Our guess is never, unless you’ve been under hard times. Job seekers, particularly the high quality candidates, don’t apply for jobs they don’t want. We know, we know – duh.
However, judging by the quality of some of the job advertisements seen on the internet today, some recruiters and hiring managers believe people like applying for meaningless, rote-activity positions with companies who will never appreciate their hard work and can’t correctly spell ‘sails team’. In the race for the top candidates, a great job ad can mean the difference between finding who you are looking for and… not.
Awful job ads are not only a complete waste of money, they can also be damaging to your employer brand. Do you write job ads that make job seekers blink in disgust and click on to the next screen? Sometimes it’s hard to tell. To help you sniff out your own bad habits, here are 9 ways to really make your job ads stink:
1. Vague job title
40% of job seekers say they regularly see job titles that make no sense. Ask someone outside of the organization what they think the job title means. Perhaps your organization uses words to distinguish between ranks (executive, associate, junior, senior, head, lead, direct) or vague titles (consultant, manager, agent, officer, representative, analyst). These words are used in many job titles and need clarification in order to attract the candidate with the right skill. Using a vague job title will also lower your rank in search engines, which means many potential candidates won’t even begin to look at your advertisement.
2. Meaningless superlatives
You know when you meet someone and they’re just a little bit too excited when offering you a bite of their delicious, fresh tuna sandwich? Their enthusiasm makes a red flag go up. Nothing can be that good. Job ads can create this same reaction in job seekers by overusing meaningless superlatives like ‘fantastic!’, ‘super friendly!’ and ‘cool!’. Write an interesting job description for an exciting job, and you won’t have to tell folks the job is awesome – it’ll be obvious.
3. Focus only on ‘check the box’ skills.
Particularly for technical jobs, listing experience like “HTML, CSS, Java Script” will weed out all the candidates who don’t have that knowledge. However, once you’re down to about 50 applicants, most of them only just able to tick the box on your minimum requirements. Think bigger. What makes your ideal candidate stand out from the rest? What do you love about your best employee? Show how you envision them using their skills, like this great example that came out a few months back from San Francisco based design studio, Mule:
4. Sound like an ass
We’re all for setting high standards, but possibly the job advertisement isn’t the place to communicate your expectation that someone will perform effectively in a demanding work environment and show resiliency to stress. Funnily enough, it makes people worry about being in a demanding work environment and balancing stress. Phrases like “Will be held accountable for the technical accuracy of their own work” also are a turnoff. These statements are true for most workplaces and stating it in a job ad makes the work environment look pedantic and brutal.

==================================================

REQUIREMENT 1 →
Answer these questions about the article on job ads:
(a) What share of job seekers say they regularly see job titles that make no sense?
(b) Which three superlatives does the article give as examples of overuse?
(c) Where is the design studio Mule based?
REQUIREMENT 2 → Resume the article on job ads from where it stops.
The items that come next are separate from the article on job ads.

==================================================

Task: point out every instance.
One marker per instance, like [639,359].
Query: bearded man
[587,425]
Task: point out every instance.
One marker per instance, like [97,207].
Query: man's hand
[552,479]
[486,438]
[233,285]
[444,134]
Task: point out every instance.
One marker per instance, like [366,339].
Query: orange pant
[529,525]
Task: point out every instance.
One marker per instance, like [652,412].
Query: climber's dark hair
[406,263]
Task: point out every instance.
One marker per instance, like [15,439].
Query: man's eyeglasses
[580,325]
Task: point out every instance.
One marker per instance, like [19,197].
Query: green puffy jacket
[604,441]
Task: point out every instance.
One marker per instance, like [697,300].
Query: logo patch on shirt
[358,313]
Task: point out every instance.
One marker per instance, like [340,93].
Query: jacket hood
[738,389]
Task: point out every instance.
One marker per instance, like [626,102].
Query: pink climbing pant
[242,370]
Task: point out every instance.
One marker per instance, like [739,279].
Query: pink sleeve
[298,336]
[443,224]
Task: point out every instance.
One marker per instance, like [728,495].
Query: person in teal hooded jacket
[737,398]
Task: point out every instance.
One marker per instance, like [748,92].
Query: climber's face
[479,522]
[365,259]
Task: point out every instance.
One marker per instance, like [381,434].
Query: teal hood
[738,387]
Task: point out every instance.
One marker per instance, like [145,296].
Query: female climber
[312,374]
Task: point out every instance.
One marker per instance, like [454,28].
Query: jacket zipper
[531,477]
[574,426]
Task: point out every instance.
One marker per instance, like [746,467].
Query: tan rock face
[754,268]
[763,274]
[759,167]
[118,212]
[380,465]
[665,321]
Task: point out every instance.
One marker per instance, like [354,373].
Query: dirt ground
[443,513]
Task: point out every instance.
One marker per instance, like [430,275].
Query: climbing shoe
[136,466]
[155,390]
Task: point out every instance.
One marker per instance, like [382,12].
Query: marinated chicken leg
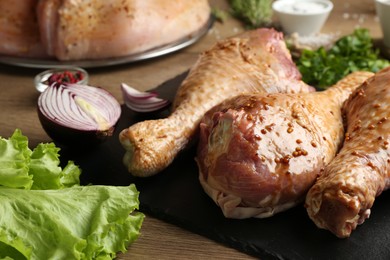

==================================================

EXERCISE OUTPUT 1 →
(a) 40%
(b) 'fantastic!', 'super friendly!' and 'cool!'
(c) San Francisco

EXERCISE OUTPUT 2 →
Rephrase high expectations in an excellence mind frame with plenty of purpose. Phrases like ‘Takes pride in work.’ or ‘Enjoys pushing the limits’ are inspiring and challenging rather than just making you sound like an ass.
5. Clog it with meaningless phrases
According to a Monster survey, over half of all job seekers are turned off from applying for a job by jargon in the job advertisement. If you have used any of these phrases lately, think again.
- ‘Thrive in a fast-paced environment’,
- ‘Hit the ground running’
It suggests you don’t really know what you’re looking for and that the company lacks creativity and individual identity. Consider the brand of your company. Communicate that brand with the language you choose. No more clichés!
6. Bury real responsibilities in corporate jargon
In an effort to be inspirational, many job advertisements are just plain vague. The role ‘is a key part of our client solutions team’ or ‘works closely with senior management on strategic decisions.’ Describe exactly what the job is in the first two sentences, or you’ll frustrate seekers and have people apply who don’t really understand what you need.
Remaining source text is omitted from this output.